With ten racks of 100 bikes each, I’m glad I’m on the end row – one less challenge to the bike hunt.  I’ve mentally marked where my bike is by the banners hanging across from it.  In front of it, I tear off the wetsuit; don shoes, helmet, race-number belt, and shades; take a drink of Gatorade; pull the bike off the rack; and run to the exit – at the base of yet another hill.  People cheer as I ride up – and up – the slopes from the beach to the main roads.  People are passing me as if I’m going nowhere, and I again remind myself that these legs have a long day before them. 

 

Since I’m a relatively fast swimmer, I knew this would be the second greatest mental challenge – to let the slower swimmers pass me with their fast bike legs, and not race them, but ride my own pace.  I have to repeat that to myself many times over the next four hours as I curve along the rocky coastlines dotted with white lighthouses and egrets.  I’m impressed by the police directing traffic at every intersection, though passing busses downhill over 20mph is still disconcerting.  Especially when one hand is occupied with a sticky bag of peanut-butter-and-jelly fajitas that I haven’t been able to stow before the traffic hit.

 

I was advised to “eat like a pregnant lady” on the bike.  I promised I would, as long as it wasn’t pickles and cranberry sauce.  So like the swim, the bike kept me busy.  Swerve around the pot hole; hold on tight for the standard Korean elongated speed bump; snatch a bite of fajita and lick up the jelly that’s about to drop onto my hand; downshift for the hill; chew; drink some water; take another bite than re-wrap and tuck the fajitas between the aerobars and the aero-water-bottle between them; relax on the aerobars for a moment; shift again for the downhill.  Brake for the aid station and grab a water; Stow the commercial water bottle in a cage and grab a Gatorade; remove my water bottle; put the Gatorade in the now-empty cage so I have both hands free to remove the bottle top; hold the top in my teeth while pouring in Gatorade; toss the Gatorade bottle into the pile lining the road; fill the rest of the bottle up with plain water and put the cap back on; pour the rest of the water into the aero-water-bottle; drink.  Eat.  Shift.  Hold on for the bumps.  Drink water.  Take a salt and potassium pill.  Drink Gatorade.  Eat.  A pack of rider passes me.  My legs push harder of their own accord.  Pull back on the reins.  Ride your own race, Kirby.

● SHORT TASK 1
Answer these from the race account:
(a) How many racks of bikes were there, and how many bikes did each hold?
(b) What was the writer advised to eat like while on the bike?
(c) What was in the sticky bag occupying one hand when the traffic hit?
The race account and the records that follow it were taken from separate sources.

● DATA LINES
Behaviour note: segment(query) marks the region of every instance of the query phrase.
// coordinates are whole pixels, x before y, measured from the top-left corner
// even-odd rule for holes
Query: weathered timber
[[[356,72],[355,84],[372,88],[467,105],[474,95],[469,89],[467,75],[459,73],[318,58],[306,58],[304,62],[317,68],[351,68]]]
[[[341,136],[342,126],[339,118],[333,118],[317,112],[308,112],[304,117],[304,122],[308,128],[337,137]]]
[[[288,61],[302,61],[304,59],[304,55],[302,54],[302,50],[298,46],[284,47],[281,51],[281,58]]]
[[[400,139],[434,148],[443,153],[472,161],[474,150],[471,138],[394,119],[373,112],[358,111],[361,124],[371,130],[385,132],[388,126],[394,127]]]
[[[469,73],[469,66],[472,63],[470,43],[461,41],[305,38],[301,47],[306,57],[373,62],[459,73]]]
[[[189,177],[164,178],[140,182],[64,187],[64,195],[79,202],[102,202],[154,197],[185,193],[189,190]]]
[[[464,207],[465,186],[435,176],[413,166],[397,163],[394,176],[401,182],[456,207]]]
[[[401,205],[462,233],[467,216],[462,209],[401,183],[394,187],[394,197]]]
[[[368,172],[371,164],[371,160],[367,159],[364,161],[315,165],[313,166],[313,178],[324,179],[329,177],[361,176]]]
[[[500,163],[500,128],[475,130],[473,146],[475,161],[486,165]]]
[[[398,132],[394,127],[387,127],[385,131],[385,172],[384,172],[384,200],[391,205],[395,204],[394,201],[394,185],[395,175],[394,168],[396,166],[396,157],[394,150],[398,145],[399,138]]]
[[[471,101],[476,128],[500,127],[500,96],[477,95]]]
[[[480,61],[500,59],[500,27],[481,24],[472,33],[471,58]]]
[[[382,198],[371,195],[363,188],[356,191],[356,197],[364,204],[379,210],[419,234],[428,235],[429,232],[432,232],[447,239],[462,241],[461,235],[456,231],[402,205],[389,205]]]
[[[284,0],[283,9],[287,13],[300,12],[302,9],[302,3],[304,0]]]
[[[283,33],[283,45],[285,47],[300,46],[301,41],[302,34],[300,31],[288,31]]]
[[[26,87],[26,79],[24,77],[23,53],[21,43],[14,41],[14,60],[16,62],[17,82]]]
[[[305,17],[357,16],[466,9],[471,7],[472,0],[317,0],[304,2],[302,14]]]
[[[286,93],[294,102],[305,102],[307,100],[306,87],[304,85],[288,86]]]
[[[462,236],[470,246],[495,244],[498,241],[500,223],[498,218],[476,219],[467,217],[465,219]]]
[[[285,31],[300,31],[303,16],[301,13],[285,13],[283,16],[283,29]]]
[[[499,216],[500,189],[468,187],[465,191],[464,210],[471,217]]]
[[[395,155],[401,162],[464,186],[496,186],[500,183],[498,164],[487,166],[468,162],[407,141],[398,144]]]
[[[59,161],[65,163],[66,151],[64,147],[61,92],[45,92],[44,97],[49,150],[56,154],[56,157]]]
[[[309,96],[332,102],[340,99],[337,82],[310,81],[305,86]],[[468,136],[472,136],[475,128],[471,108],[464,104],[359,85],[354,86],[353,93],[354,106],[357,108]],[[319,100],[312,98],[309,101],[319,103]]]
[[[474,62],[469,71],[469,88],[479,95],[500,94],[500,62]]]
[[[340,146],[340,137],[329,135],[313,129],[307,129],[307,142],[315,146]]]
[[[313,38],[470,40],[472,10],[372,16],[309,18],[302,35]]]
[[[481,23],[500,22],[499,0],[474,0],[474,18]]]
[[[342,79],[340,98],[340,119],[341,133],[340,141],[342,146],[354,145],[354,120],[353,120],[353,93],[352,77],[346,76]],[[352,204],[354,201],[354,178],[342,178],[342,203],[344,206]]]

● SHORT TASK 2
Format the part of the records that opens with their first line and closes with the line containing "[[[499,216],[500,189],[468,187],[465,191],[464,210],[471,217]]]" as a Markdown table with the columns Number and Record line. Give each line its own row and leave out blank lines.

● RESULT 1
(a) Ten racks, each holding 100 bikes.
(b) A pregnant lady.
(c) Peanut-butter-and-jelly fajitas.

● RESULT 2
| Number | Record line |
|---|---|
| 1 | Behaviour note: segment(query) marks the region of every instance of the query phrase. |
| 2 | // coordinates are whole pixels, x before y, measured from the top-left corner |
| 3 | // even-odd rule for holes |
| 4 | Query: weathered timber |
| 5 | [[[356,72],[355,84],[372,88],[467,105],[474,95],[469,89],[467,75],[459,73],[318,58],[306,58],[304,62],[317,68],[351,68]]] |
| 6 | [[[341,136],[342,126],[339,118],[333,118],[317,112],[308,112],[304,117],[304,122],[308,128],[337,137]]] |
| 7 | [[[288,61],[302,61],[304,59],[304,55],[302,54],[302,50],[298,46],[284,47],[281,51],[281,58]]] |
| 8 | [[[400,139],[434,148],[443,153],[472,161],[474,150],[471,138],[394,119],[373,112],[358,111],[361,124],[371,130],[385,132],[388,126],[394,127]]] |
| 9 | [[[469,73],[469,66],[472,63],[470,43],[461,41],[305,38],[301,47],[306,57],[373,62],[459,73]]] |
| 10 | [[[189,177],[164,178],[140,182],[64,187],[64,195],[79,202],[102,202],[154,197],[185,193],[189,190]]] |
| 11 | [[[464,207],[465,186],[435,176],[413,166],[397,163],[394,176],[401,182],[456,207]]] |
| 12 | [[[401,205],[462,233],[467,216],[462,209],[401,183],[394,187],[394,197]]] |
| 13 | [[[368,172],[371,164],[371,160],[367,159],[364,161],[315,165],[313,166],[313,178],[324,179],[329,177],[361,176]]] |
| 14 | [[[500,163],[500,128],[475,130],[473,146],[475,161],[486,165]]] |
| 15 | [[[398,132],[394,127],[387,127],[385,131],[385,172],[384,172],[384,200],[391,205],[395,204],[394,201],[394,185],[395,175],[394,168],[396,166],[396,157],[394,150],[398,145],[399,138]]] |
| 16 | [[[471,101],[476,128],[500,127],[500,96],[477,95]]] |
| 17 | [[[480,61],[500,59],[500,27],[481,24],[472,33],[471,58]]] |
| 18 | [[[382,198],[371,195],[363,188],[356,191],[356,197],[364,204],[379,210],[419,234],[428,235],[429,232],[432,232],[447,239],[462,241],[461,235],[456,231],[402,205],[389,205]]] |
| 19 | [[[284,0],[283,9],[287,13],[300,12],[302,9],[302,3],[304,0]]] |
| 20 | [[[283,33],[283,45],[285,47],[300,46],[301,41],[302,34],[300,31],[288,31]]] |
| 21 | [[[26,87],[26,79],[24,77],[23,53],[21,43],[14,41],[14,60],[16,62],[17,82]]] |
| 22 | [[[305,17],[357,16],[466,9],[471,7],[472,0],[317,0],[304,2],[302,14]]] |
| 23 | [[[286,93],[294,102],[305,102],[307,100],[306,87],[304,85],[288,86]]] |
| 24 | [[[462,236],[470,246],[495,244],[498,241],[500,223],[498,218],[476,219],[467,217],[465,219]]] |
| 25 | [[[285,31],[300,31],[303,16],[301,13],[285,13],[283,16],[283,29]]] |
| 26 | [[[499,216],[500,189],[468,187],[465,191],[464,210],[471,217]]] |